■ **TASK REQUIREMENTS**: Please reproduce the entire listing exactly.

* * * * * * * * *

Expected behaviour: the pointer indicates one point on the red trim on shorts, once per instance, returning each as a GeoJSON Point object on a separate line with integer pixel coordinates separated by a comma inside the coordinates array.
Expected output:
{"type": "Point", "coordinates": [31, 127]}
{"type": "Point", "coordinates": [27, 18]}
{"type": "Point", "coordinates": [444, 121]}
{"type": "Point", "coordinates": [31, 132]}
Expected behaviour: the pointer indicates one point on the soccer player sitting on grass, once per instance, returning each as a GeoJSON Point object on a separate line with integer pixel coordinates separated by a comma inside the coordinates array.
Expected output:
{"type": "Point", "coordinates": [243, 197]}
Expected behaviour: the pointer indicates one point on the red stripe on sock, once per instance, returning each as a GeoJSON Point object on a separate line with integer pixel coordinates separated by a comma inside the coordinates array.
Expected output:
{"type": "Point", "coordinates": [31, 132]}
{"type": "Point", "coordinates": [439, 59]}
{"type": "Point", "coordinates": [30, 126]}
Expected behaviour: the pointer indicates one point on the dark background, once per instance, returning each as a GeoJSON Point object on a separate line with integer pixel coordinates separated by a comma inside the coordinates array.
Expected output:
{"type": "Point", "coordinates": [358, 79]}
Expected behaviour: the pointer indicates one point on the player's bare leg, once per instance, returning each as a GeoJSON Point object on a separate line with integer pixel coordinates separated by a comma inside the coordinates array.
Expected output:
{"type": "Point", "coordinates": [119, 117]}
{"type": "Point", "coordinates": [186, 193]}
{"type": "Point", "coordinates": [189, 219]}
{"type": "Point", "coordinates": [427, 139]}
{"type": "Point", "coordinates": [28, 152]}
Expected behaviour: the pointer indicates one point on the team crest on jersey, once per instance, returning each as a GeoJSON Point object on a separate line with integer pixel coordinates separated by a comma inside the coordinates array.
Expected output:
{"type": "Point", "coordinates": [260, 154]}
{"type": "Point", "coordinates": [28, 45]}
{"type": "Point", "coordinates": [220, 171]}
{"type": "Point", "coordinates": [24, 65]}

* * * * * * * * *

■ **EXERCISE OUTPUT**:
Expected behaviour: the pointer indicates one point on the red trim on shorts, once per instance, returning each as a GeoJSON Point object on a separate line with integer pixel coordinates separated by a comma inside the coordinates array.
Expected output:
{"type": "Point", "coordinates": [31, 127]}
{"type": "Point", "coordinates": [27, 18]}
{"type": "Point", "coordinates": [444, 121]}
{"type": "Point", "coordinates": [31, 132]}
Expected behaviour: the pointer indicates one point on the soccer player sitting on grass, once per instance, returning each as a GeoJSON Point object on a separate line with integer pixel coordinates separated by a comma inside the coordinates array.
Expected output:
{"type": "Point", "coordinates": [243, 197]}
Expected behaviour: the pointer indicates one point on the red stripe on sock, once per instance, returning each as a GeoJSON Point object on a separate line with integer pixel coordinates separated by a comma inside the coordinates array.
Expected output:
{"type": "Point", "coordinates": [31, 132]}
{"type": "Point", "coordinates": [439, 59]}
{"type": "Point", "coordinates": [30, 126]}
Expected behaviour: the pointer indicates one point on the dark background, once per instance, returning each as a GeoJSON Point object on a separate line with integer pixel coordinates separated by a comma inside the coordinates array.
Expected output:
{"type": "Point", "coordinates": [358, 79]}
Expected behaviour: the pointer indicates one point on the player's bare leg, once per instance, returning each as a GeoJSON Point object on a separate line with integer pixel coordinates separated by a comma inside the coordinates array.
Expected output:
{"type": "Point", "coordinates": [119, 117]}
{"type": "Point", "coordinates": [186, 193]}
{"type": "Point", "coordinates": [189, 219]}
{"type": "Point", "coordinates": [427, 139]}
{"type": "Point", "coordinates": [28, 152]}
Expected behaviour: the pointer indicates one point on the team crest on jersey, once per instance, returning each as a GeoJSON Point object on a separate line with integer pixel coordinates separated by a comma inside the coordinates array.
Expected output:
{"type": "Point", "coordinates": [260, 154]}
{"type": "Point", "coordinates": [28, 45]}
{"type": "Point", "coordinates": [220, 171]}
{"type": "Point", "coordinates": [24, 65]}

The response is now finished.